======== RECORDS SUPPLIED ========

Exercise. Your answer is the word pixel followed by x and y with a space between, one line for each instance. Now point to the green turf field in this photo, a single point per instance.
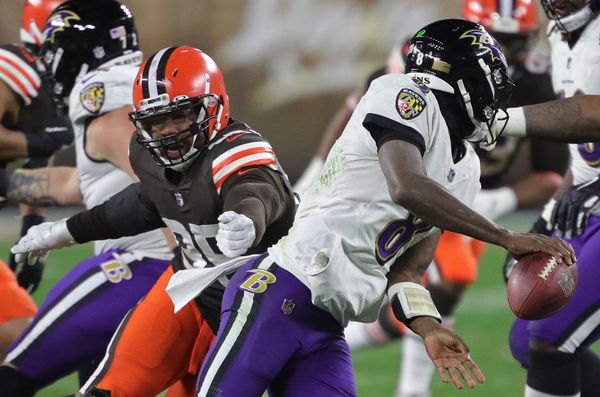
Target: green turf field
pixel 483 320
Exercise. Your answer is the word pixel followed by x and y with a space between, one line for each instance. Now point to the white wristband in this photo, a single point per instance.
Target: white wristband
pixel 61 234
pixel 547 211
pixel 412 300
pixel 516 125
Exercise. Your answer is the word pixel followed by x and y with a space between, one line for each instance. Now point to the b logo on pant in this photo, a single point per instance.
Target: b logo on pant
pixel 259 281
pixel 116 271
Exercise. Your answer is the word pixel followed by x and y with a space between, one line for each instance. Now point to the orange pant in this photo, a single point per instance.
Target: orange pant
pixel 156 348
pixel 15 302
pixel 457 258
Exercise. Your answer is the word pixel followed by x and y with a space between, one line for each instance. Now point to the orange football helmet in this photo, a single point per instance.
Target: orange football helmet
pixel 35 14
pixel 173 80
pixel 512 17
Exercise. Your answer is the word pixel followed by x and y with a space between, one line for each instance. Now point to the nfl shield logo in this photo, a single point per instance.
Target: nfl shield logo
pixel 179 199
pixel 288 306
pixel 92 97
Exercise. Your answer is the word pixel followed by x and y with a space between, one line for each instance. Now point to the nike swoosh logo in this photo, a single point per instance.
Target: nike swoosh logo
pixel 233 138
pixel 245 171
pixel 56 129
pixel 27 55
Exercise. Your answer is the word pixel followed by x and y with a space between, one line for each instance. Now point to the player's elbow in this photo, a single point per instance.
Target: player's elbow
pixel 400 194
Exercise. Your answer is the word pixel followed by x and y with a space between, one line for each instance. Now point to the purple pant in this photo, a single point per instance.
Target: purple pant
pixel 272 336
pixel 578 323
pixel 80 314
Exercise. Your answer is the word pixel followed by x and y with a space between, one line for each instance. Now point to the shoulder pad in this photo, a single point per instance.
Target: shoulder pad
pixel 102 91
pixel 18 69
pixel 239 149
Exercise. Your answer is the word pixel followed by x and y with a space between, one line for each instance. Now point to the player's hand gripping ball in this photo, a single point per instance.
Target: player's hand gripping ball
pixel 538 286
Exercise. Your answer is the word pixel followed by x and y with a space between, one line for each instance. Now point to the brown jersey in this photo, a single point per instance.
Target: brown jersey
pixel 189 203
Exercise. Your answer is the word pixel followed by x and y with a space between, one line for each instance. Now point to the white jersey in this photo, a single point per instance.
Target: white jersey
pixel 575 72
pixel 348 231
pixel 98 92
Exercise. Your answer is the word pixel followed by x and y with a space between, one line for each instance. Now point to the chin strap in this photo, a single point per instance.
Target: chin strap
pixel 578 19
pixel 479 132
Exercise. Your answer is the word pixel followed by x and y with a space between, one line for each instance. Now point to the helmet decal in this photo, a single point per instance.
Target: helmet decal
pixel 484 41
pixel 57 23
pixel 92 97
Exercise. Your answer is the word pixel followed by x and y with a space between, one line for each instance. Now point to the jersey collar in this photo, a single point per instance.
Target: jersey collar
pixel 433 82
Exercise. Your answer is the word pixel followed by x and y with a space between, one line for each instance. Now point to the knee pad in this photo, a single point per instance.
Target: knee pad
pixel 554 373
pixel 589 365
pixel 14 384
pixel 519 342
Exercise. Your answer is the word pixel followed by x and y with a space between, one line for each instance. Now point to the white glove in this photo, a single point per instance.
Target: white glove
pixel 236 234
pixel 41 239
pixel 309 176
pixel 493 203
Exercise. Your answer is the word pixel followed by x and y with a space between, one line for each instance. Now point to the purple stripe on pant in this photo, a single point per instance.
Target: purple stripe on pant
pixel 277 339
pixel 80 314
pixel 578 320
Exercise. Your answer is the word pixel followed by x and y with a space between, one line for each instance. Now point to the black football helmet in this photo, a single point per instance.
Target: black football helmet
pixel 571 15
pixel 465 56
pixel 81 35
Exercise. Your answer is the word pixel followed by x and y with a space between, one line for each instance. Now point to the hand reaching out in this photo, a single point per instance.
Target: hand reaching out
pixel 451 358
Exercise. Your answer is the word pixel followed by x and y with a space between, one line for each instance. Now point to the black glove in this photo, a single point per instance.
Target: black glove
pixel 541 226
pixel 571 213
pixel 30 275
pixel 50 139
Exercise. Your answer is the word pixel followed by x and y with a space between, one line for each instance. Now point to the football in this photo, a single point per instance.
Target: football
pixel 538 286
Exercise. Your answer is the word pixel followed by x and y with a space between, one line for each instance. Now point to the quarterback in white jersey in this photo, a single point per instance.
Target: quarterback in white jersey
pixel 400 172
pixel 78 318
pixel 348 231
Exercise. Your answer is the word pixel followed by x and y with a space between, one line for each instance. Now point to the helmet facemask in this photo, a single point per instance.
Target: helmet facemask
pixel 571 15
pixel 485 97
pixel 176 132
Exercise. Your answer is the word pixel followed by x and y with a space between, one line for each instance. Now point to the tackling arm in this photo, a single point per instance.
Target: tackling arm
pixel 574 120
pixel 410 187
pixel 45 187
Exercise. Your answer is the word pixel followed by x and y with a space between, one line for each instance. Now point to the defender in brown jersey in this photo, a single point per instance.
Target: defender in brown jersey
pixel 214 182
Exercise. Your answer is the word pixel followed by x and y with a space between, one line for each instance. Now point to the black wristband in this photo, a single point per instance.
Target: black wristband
pixel 30 220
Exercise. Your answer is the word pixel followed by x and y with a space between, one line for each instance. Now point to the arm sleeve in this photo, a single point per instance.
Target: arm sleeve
pixel 127 213
pixel 261 194
pixel 549 156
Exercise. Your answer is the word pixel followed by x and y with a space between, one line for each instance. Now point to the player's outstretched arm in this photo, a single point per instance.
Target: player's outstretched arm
pixel 45 187
pixel 413 305
pixel 574 120
pixel 126 213
pixel 410 187
pixel 449 354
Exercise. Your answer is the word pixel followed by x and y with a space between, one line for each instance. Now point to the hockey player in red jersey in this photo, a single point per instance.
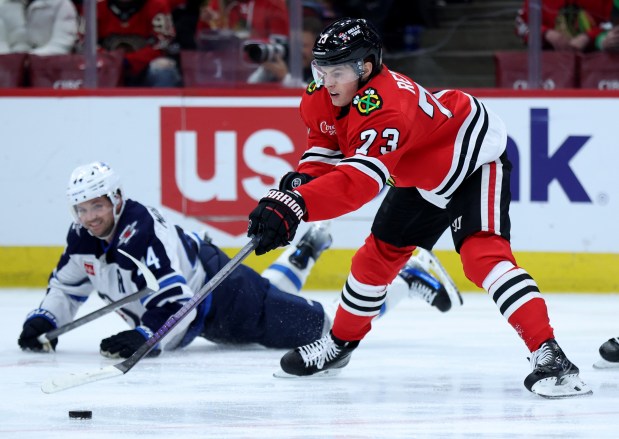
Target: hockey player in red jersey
pixel 143 30
pixel 443 154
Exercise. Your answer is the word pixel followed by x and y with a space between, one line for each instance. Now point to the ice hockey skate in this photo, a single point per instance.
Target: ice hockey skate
pixel 609 351
pixel 325 356
pixel 291 270
pixel 316 240
pixel 429 281
pixel 553 375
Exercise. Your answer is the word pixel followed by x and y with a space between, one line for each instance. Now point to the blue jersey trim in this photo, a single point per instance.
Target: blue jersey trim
pixel 289 274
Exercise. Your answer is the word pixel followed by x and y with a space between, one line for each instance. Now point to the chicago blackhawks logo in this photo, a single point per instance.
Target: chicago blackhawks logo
pixel 367 103
pixel 312 87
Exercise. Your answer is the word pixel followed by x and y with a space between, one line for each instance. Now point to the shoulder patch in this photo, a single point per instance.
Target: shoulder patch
pixel 127 233
pixel 368 102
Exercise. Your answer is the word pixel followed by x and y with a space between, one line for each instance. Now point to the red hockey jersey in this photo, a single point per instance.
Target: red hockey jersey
pixel 394 132
pixel 143 35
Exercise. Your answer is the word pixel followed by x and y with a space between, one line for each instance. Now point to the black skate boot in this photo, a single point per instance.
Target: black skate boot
pixel 316 240
pixel 609 351
pixel 554 376
pixel 429 281
pixel 326 356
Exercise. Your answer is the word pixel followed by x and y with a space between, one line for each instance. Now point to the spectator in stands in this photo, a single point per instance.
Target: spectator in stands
pixel 608 39
pixel 276 70
pixel 39 27
pixel 576 25
pixel 143 31
pixel 255 19
pixel 12 27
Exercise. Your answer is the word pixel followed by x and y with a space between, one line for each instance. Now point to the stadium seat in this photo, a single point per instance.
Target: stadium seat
pixel 67 71
pixel 599 71
pixel 558 70
pixel 12 67
pixel 218 62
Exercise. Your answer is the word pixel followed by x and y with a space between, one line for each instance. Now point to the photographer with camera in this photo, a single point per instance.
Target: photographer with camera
pixel 273 56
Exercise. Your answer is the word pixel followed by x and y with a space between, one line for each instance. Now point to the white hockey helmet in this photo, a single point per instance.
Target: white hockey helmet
pixel 93 180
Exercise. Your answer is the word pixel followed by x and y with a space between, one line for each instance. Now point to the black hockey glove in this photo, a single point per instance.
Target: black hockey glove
pixel 276 219
pixel 124 344
pixel 31 330
pixel 293 180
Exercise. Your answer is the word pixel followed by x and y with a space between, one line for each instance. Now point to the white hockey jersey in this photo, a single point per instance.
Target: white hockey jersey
pixel 89 264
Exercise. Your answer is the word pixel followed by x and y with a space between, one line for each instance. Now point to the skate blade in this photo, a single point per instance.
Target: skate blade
pixel 604 364
pixel 569 387
pixel 431 264
pixel 325 373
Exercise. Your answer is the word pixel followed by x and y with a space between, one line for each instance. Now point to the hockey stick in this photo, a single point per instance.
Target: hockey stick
pixel 151 283
pixel 78 379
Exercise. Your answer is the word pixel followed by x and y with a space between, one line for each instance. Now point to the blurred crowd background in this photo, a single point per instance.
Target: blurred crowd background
pixel 71 44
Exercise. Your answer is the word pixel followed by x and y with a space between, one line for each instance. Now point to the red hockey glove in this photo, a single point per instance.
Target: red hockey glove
pixel 276 219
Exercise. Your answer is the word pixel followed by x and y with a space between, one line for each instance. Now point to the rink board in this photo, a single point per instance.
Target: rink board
pixel 204 157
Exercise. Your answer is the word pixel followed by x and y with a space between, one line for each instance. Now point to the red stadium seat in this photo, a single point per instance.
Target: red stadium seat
pixel 12 68
pixel 67 71
pixel 218 62
pixel 558 70
pixel 599 71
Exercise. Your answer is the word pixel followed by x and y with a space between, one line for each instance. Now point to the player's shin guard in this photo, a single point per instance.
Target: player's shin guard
pixel 359 304
pixel 488 262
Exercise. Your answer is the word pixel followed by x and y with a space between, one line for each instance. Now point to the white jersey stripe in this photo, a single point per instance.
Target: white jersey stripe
pixel 318 154
pixel 370 166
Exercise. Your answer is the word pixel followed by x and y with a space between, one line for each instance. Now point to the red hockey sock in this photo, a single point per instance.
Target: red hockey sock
pixel 350 327
pixel 532 324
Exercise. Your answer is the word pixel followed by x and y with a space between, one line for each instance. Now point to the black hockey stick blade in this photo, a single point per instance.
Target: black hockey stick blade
pixel 151 284
pixel 77 379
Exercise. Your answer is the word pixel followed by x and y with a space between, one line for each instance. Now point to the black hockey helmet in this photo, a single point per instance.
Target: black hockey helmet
pixel 349 40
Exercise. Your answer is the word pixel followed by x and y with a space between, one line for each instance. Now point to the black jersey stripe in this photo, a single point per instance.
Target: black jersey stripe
pixel 372 169
pixel 367 309
pixel 358 296
pixel 520 278
pixel 462 157
pixel 517 296
pixel 480 138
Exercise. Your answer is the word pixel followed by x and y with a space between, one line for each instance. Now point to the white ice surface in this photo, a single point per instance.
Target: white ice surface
pixel 418 374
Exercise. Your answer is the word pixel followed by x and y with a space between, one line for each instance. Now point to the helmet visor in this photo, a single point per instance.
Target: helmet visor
pixel 336 74
pixel 98 207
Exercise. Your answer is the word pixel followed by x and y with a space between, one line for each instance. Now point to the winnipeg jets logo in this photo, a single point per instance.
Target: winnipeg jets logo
pixel 367 103
pixel 457 224
pixel 127 233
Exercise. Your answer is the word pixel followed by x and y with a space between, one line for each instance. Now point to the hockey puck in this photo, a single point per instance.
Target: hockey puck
pixel 80 414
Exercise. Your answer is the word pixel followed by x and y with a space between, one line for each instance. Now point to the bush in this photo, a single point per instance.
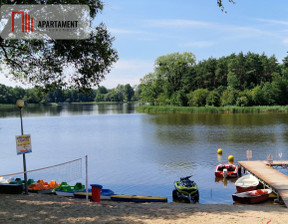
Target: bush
pixel 197 97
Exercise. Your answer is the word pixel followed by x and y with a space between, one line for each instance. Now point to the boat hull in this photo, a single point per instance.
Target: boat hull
pixel 246 183
pixel 247 198
pixel 11 188
pixel 105 194
pixel 232 170
pixel 138 199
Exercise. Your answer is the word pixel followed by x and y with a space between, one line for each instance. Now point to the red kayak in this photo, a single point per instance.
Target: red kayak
pixel 226 170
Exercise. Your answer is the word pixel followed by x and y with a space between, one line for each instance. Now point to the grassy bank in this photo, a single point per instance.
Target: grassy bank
pixel 211 109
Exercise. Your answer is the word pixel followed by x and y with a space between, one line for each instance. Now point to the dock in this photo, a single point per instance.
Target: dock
pixel 270 177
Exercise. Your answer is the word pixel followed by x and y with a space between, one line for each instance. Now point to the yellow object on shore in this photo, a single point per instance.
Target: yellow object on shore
pixel 219 151
pixel 231 159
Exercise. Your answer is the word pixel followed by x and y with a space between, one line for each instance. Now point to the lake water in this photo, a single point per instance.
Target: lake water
pixel 143 154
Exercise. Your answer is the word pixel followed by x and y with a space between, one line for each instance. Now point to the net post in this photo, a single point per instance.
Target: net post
pixel 86 162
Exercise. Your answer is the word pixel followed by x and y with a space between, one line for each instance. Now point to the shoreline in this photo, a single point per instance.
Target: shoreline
pixel 212 109
pixel 41 208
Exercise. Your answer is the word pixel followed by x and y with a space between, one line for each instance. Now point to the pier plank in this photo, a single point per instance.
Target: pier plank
pixel 275 179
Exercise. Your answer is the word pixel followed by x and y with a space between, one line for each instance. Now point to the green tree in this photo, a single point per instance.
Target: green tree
pixel 170 70
pixel 128 92
pixel 198 97
pixel 42 62
pixel 100 94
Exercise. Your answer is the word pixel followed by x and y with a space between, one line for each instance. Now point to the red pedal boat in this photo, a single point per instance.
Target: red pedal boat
pixel 247 183
pixel 226 170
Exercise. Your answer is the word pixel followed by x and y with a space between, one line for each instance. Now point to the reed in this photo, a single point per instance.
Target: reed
pixel 212 109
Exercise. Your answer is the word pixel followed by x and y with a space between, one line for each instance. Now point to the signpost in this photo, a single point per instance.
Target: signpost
pixel 249 154
pixel 23 144
pixel 270 159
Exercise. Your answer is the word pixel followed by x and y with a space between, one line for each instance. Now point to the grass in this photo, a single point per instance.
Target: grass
pixel 212 109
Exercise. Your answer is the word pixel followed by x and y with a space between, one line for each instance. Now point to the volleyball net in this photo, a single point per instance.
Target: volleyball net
pixel 68 171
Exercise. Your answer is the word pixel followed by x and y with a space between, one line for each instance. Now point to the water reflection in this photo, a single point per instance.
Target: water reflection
pixel 143 153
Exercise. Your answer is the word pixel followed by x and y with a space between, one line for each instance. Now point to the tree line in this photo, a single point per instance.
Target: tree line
pixel 238 79
pixel 122 93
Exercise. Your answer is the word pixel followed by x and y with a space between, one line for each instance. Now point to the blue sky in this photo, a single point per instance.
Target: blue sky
pixel 147 29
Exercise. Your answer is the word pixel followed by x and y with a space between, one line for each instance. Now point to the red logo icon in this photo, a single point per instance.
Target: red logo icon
pixel 27 21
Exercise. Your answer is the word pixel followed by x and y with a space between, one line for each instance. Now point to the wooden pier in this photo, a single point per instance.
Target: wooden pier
pixel 276 180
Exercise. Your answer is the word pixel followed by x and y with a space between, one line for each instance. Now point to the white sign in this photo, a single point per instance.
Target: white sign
pixel 23 144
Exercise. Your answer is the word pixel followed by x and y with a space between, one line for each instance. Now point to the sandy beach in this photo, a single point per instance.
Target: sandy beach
pixel 39 208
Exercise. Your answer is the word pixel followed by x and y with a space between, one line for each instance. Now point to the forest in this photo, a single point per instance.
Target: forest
pixel 122 93
pixel 178 80
pixel 236 80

========

■ WHAT YOU SHOULD DO: Nothing but the lines from the one that contains "Target: sandy beach" through the last line of the entries should appear in your reply, each repeated exactly.

■ WRITTEN ANSWER:
Target: sandy beach
pixel 39 208
Exercise. Your answer is the word pixel followed by x and y with a space between, one line for each instance. Now point to the forest in this photo, a single point per instance.
Target: forest
pixel 122 93
pixel 178 80
pixel 236 80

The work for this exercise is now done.